Records of outlines for named regions
--- --- ---

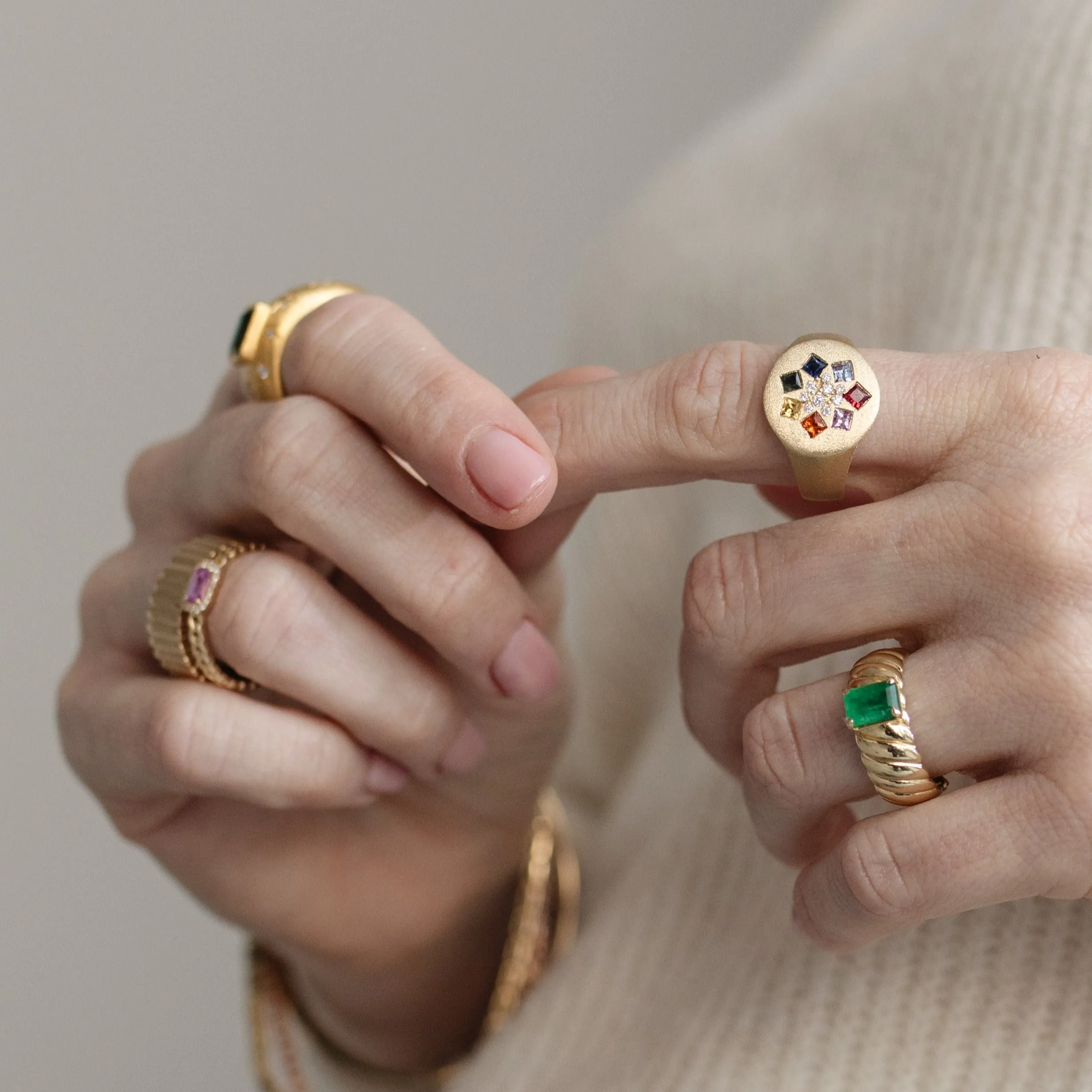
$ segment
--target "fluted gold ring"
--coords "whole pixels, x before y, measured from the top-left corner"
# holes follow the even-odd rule
[[[147,639],[164,670],[225,690],[253,688],[253,682],[215,657],[209,646],[205,619],[224,569],[237,557],[260,549],[264,547],[257,543],[201,535],[181,546],[170,559],[147,605]]]
[[[272,304],[258,302],[244,311],[230,353],[233,363],[241,369],[247,396],[254,402],[283,399],[281,358],[289,334],[323,304],[360,290],[341,281],[321,281],[292,288]]]
[[[843,691],[846,726],[853,729],[860,760],[876,792],[890,804],[924,804],[947,787],[918,753],[902,688],[902,649],[877,649],[862,656]]]

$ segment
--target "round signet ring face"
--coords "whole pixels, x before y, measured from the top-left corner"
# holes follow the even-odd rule
[[[839,500],[853,449],[876,420],[880,387],[847,341],[814,334],[794,342],[770,371],[765,419],[784,444],[806,500]]]

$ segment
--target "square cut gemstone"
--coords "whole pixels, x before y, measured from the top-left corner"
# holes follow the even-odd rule
[[[190,574],[190,582],[186,585],[182,603],[188,607],[204,606],[215,575],[215,571],[209,566],[199,565]]]
[[[854,728],[898,721],[902,716],[899,688],[893,682],[855,686],[842,696],[842,704],[845,707],[845,719]]]
[[[239,324],[235,328],[235,336],[232,339],[232,356],[238,356],[242,348],[242,339],[247,336],[247,328],[250,325],[250,317],[254,313],[251,307],[249,311],[244,311],[239,319]]]
[[[859,410],[870,397],[871,394],[866,391],[860,383],[854,383],[843,395],[846,402],[853,406],[854,410]]]

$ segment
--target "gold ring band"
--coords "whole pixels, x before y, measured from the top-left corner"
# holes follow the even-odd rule
[[[237,557],[264,549],[222,535],[201,535],[181,546],[159,573],[147,605],[147,639],[159,666],[171,675],[201,679],[225,690],[253,684],[213,655],[205,632],[224,569]]]
[[[288,336],[311,311],[323,304],[361,292],[340,281],[321,281],[293,288],[272,304],[254,304],[242,312],[232,340],[232,360],[242,369],[242,385],[254,402],[284,397],[281,358]]]
[[[876,792],[889,804],[924,804],[947,787],[918,753],[902,688],[902,649],[877,649],[850,672],[842,695],[846,726],[853,729],[860,761]]]
[[[840,500],[853,452],[873,426],[880,388],[868,361],[838,334],[797,339],[770,370],[765,419],[806,500]]]

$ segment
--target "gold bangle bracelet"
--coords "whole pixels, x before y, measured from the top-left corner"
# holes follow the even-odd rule
[[[551,788],[538,796],[531,824],[526,858],[520,875],[508,937],[479,1036],[502,1026],[539,982],[546,968],[562,956],[577,936],[580,917],[580,862],[565,808]],[[293,1043],[293,1020],[301,1023],[319,1047],[341,1064],[364,1072],[377,1070],[349,1058],[331,1043],[296,999],[280,960],[252,941],[250,946],[250,1032],[254,1069],[263,1092],[310,1092]],[[277,1083],[270,1064],[275,1040],[282,1057],[285,1085]],[[462,1059],[429,1073],[437,1088],[461,1068]],[[393,1078],[393,1073],[382,1075]]]

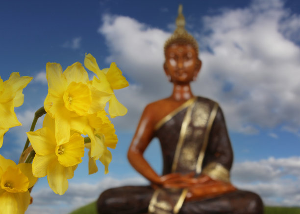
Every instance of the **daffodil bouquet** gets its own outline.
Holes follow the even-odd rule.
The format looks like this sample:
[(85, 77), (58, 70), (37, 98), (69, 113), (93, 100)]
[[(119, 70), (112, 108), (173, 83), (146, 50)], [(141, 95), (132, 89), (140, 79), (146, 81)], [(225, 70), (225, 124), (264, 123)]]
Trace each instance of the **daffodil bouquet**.
[[(108, 172), (112, 155), (107, 148), (115, 149), (118, 138), (107, 116), (127, 113), (114, 90), (128, 83), (114, 63), (100, 70), (89, 54), (84, 65), (96, 74), (92, 80), (78, 62), (63, 72), (60, 64), (47, 63), (48, 94), (44, 107), (35, 113), (30, 131), (26, 132), (19, 163), (0, 155), (0, 214), (24, 214), (32, 201), (30, 192), (39, 177), (47, 175), (53, 191), (64, 194), (68, 179), (82, 161), (85, 147), (89, 149), (89, 174), (98, 171), (97, 160), (104, 165), (104, 172)], [(18, 73), (12, 73), (4, 82), (0, 78), (0, 147), (9, 128), (22, 125), (14, 108), (23, 104), (23, 89), (32, 79)], [(104, 110), (107, 103), (108, 113)], [(43, 127), (33, 131), (37, 119), (45, 114)]]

--- --- ---

*REQUIRED TASK*. Reproduce verbatim the part of the records that runs from the line containing "Every instance of" through the end of the records, both ends included.

*COMPLETE OUTPUT*.
Every instance of the **daffodil bouquet** gets its own outline.
Holes follow the even-odd rule.
The format looks like this sample:
[(85, 77), (58, 70), (37, 98), (69, 113), (93, 100)]
[[(119, 70), (112, 108), (173, 83), (146, 50)], [(141, 95), (132, 89), (140, 79), (146, 81)], [(225, 70), (225, 124), (264, 123)]]
Trace each instance of the **daffodil bouquet**.
[[(108, 172), (112, 155), (107, 148), (115, 149), (118, 138), (107, 116), (127, 113), (114, 90), (128, 83), (114, 63), (100, 70), (89, 54), (84, 65), (96, 74), (92, 80), (78, 62), (63, 72), (60, 64), (47, 63), (48, 94), (44, 107), (35, 113), (30, 131), (26, 132), (19, 163), (0, 155), (0, 214), (24, 214), (32, 201), (30, 192), (39, 177), (47, 175), (53, 191), (64, 194), (68, 179), (82, 161), (85, 147), (89, 149), (89, 174), (98, 171), (97, 160), (104, 165), (104, 172)], [(18, 73), (12, 73), (4, 82), (0, 78), (0, 147), (9, 128), (22, 125), (14, 108), (23, 104), (23, 89), (32, 79)], [(104, 110), (107, 103), (108, 113)], [(43, 127), (33, 131), (37, 119), (45, 114)]]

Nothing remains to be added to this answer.